(Region pointing data)
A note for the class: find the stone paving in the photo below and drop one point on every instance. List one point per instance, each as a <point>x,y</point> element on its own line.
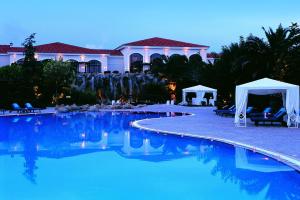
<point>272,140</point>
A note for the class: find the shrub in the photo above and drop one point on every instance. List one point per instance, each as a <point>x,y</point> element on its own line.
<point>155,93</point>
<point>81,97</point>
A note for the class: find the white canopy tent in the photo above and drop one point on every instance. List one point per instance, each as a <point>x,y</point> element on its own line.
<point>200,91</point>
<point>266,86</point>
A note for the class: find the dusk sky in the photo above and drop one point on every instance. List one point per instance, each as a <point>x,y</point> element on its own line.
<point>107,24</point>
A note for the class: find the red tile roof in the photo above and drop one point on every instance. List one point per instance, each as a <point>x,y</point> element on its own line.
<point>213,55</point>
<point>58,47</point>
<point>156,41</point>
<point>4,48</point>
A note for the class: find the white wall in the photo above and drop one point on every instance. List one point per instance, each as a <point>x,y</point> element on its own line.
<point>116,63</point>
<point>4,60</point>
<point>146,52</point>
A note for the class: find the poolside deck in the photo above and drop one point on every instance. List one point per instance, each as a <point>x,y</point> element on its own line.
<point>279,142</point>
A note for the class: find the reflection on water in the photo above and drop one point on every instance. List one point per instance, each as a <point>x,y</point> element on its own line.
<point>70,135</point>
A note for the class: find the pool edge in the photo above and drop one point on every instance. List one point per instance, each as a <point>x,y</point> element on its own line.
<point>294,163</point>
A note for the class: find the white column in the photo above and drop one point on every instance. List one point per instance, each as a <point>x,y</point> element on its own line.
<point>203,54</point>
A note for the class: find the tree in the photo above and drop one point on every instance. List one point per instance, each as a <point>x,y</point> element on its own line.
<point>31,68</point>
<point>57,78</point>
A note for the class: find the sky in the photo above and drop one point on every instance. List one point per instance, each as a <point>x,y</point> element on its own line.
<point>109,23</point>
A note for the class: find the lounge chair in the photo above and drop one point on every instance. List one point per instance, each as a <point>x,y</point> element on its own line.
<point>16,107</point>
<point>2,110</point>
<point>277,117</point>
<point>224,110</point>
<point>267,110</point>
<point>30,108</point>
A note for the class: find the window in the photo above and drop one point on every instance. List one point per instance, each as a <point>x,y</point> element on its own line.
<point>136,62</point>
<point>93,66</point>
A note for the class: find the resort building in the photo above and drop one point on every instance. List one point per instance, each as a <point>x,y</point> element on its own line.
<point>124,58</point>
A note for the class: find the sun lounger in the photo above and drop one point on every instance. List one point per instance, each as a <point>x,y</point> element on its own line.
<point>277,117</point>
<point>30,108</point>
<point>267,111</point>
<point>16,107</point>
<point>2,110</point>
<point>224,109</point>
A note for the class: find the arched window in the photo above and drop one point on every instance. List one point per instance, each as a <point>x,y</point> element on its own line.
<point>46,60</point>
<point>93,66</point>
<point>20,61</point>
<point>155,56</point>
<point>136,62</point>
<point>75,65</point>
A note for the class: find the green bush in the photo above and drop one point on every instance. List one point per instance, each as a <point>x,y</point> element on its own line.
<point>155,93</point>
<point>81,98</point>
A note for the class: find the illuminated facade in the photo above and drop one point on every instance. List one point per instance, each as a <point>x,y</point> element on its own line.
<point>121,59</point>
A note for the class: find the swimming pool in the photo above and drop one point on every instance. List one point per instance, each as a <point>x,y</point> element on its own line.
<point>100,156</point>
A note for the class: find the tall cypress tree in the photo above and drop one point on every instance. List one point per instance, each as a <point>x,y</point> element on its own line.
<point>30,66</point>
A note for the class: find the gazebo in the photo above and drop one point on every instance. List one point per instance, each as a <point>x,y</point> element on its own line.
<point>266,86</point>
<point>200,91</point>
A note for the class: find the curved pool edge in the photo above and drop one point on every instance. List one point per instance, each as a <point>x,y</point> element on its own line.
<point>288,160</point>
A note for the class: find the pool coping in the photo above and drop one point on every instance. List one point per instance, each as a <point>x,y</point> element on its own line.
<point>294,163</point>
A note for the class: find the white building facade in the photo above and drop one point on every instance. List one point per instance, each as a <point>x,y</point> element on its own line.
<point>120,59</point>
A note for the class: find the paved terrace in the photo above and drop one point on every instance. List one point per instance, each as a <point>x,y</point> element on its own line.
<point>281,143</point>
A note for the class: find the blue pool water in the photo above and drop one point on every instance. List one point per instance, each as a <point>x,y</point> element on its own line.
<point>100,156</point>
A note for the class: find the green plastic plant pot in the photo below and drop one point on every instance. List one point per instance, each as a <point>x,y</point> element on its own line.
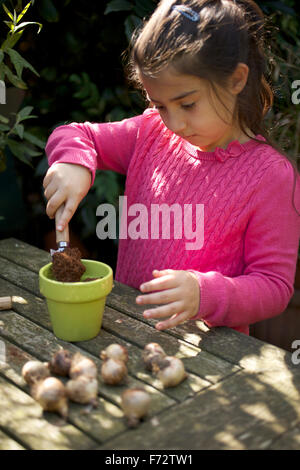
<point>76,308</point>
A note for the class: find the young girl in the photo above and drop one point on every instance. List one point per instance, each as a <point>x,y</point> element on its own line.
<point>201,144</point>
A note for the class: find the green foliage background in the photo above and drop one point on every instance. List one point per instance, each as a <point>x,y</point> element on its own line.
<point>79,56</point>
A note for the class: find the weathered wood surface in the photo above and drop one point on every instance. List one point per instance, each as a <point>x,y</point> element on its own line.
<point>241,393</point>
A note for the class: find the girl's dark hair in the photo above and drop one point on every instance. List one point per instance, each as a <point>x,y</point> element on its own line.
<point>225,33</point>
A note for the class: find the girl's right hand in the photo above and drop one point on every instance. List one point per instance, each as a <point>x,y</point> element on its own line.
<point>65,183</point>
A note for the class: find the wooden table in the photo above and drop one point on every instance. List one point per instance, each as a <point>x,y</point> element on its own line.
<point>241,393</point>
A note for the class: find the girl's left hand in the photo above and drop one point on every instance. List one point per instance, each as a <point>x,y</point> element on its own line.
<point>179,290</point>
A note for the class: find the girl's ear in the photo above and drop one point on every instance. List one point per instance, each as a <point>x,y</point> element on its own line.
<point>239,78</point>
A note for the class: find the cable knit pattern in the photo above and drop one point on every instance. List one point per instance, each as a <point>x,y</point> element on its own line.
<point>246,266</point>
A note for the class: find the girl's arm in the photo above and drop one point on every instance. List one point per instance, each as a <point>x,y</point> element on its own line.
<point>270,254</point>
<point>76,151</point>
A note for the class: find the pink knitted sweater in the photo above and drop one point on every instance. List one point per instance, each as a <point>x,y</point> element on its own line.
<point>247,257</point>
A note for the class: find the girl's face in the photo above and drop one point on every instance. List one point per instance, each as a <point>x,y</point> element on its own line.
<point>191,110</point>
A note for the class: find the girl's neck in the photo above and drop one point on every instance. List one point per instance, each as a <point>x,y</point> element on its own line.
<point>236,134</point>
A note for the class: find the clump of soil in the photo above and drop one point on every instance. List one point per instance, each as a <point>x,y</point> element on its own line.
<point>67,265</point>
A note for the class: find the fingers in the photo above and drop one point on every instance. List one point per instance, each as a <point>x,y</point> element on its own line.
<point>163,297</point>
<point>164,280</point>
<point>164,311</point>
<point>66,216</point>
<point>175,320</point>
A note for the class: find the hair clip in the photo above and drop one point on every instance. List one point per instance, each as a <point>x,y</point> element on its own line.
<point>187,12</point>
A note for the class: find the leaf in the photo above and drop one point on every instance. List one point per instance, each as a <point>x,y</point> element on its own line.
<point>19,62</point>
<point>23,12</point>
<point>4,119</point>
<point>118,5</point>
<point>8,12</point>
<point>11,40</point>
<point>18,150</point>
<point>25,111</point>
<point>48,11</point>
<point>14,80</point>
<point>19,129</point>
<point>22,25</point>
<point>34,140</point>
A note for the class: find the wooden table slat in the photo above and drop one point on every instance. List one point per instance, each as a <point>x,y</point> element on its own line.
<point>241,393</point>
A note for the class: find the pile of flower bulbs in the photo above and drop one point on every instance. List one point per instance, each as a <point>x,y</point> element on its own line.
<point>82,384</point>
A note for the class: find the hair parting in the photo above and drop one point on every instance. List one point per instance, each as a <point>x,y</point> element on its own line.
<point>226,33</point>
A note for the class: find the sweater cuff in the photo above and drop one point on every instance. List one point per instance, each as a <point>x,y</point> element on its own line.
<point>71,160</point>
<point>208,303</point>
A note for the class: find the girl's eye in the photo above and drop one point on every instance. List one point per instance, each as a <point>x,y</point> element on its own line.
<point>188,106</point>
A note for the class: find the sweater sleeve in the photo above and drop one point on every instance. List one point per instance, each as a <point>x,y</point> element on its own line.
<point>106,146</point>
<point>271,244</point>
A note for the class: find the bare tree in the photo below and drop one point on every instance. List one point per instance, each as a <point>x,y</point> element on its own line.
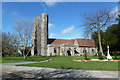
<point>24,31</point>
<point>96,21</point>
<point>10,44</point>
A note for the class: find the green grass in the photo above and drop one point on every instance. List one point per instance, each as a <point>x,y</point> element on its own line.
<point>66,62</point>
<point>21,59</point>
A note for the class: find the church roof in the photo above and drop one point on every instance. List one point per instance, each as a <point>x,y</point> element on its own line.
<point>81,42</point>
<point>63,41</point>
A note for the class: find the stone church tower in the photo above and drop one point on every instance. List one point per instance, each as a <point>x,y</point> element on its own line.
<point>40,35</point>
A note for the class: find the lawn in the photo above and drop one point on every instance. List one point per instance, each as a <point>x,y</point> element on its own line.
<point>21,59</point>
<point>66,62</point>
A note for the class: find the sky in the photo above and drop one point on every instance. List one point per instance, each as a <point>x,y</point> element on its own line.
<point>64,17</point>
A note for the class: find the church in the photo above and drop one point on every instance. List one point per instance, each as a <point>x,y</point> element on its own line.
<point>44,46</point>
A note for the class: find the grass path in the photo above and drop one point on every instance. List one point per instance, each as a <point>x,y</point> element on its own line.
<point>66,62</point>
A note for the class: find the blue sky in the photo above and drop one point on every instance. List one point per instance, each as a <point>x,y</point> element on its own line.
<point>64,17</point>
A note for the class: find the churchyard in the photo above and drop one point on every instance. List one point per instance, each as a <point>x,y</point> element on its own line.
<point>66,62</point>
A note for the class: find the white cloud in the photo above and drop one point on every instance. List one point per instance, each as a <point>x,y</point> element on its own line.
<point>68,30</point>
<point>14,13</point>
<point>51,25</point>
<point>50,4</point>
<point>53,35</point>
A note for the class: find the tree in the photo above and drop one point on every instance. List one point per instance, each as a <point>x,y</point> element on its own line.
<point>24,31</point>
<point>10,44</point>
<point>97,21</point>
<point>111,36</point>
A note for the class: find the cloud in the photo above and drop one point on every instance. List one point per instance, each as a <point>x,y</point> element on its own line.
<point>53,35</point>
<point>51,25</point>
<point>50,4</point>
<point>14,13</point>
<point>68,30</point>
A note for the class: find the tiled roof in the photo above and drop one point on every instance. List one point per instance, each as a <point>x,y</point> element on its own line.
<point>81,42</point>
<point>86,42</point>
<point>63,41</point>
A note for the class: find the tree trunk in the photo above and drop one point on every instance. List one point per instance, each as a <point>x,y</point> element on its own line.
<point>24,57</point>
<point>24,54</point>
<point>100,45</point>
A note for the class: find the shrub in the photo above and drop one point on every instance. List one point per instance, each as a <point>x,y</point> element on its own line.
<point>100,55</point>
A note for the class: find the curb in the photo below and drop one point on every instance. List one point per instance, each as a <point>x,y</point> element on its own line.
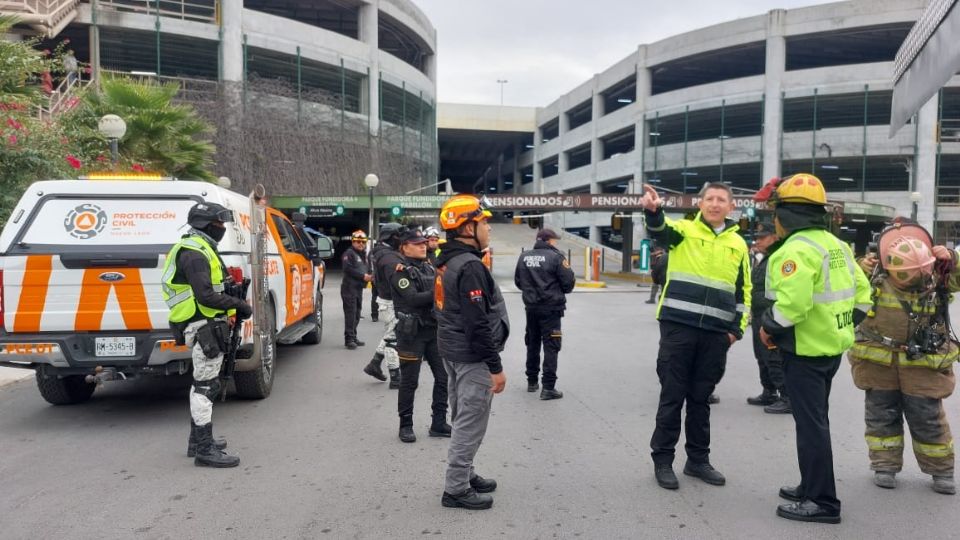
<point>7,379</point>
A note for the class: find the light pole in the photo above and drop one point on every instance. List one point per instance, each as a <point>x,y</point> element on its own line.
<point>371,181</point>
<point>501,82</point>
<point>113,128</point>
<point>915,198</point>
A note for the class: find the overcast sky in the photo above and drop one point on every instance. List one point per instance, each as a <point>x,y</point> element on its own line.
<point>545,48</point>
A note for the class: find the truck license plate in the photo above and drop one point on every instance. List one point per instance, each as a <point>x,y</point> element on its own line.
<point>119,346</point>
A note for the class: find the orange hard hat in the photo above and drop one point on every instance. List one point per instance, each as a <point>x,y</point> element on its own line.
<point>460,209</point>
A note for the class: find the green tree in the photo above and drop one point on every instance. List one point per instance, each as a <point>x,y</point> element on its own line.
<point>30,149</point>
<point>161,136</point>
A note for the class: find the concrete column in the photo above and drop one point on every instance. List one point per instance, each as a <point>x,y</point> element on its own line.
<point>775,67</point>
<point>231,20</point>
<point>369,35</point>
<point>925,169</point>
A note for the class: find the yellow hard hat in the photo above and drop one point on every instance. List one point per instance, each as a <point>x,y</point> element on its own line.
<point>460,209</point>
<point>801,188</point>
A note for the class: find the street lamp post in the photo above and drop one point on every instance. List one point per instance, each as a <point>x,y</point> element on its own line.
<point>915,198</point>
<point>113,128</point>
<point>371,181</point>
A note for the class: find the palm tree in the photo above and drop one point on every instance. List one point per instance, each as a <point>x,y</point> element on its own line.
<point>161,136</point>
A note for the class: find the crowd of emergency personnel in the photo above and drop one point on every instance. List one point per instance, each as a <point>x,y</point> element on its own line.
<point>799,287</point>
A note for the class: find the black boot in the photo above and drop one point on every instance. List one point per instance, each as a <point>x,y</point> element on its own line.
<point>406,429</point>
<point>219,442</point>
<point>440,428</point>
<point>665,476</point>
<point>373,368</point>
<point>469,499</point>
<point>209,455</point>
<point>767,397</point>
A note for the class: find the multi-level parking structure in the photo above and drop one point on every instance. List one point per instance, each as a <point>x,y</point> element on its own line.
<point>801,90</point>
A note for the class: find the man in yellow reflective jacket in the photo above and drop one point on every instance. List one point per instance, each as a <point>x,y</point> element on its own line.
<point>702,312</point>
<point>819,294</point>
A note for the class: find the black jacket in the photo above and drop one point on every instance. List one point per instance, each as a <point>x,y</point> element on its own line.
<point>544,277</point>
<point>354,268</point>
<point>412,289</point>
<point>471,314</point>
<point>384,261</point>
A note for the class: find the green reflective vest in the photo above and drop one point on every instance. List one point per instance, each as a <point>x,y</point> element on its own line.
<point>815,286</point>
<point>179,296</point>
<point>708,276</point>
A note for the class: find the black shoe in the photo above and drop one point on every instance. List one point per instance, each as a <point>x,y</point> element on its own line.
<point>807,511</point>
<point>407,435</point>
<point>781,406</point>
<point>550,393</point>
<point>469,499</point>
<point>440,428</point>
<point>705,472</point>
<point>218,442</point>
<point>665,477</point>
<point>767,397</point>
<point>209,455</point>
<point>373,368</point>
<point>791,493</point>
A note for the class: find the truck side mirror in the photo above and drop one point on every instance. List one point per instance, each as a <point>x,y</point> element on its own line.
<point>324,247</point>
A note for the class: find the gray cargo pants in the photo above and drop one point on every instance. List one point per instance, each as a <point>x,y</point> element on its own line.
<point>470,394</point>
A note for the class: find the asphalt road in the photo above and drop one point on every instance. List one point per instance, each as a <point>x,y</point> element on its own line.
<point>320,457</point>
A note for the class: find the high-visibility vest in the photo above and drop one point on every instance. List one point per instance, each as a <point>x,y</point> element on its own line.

What to produce
Word for word, restate the lines from the one holding "A note for the class: find the asphalt" to the last line of the records.

Answer space
A note for the class: find the asphalt road in the photo above and drop one point on every instance. List one point per instance, each as a <point>x,y</point> element on its own line.
<point>320,457</point>
A note for the class: find the high-visibility vest in the photo above and drop one point on every instance. List one point per instance, each as a <point>x,y</point> element on its own line.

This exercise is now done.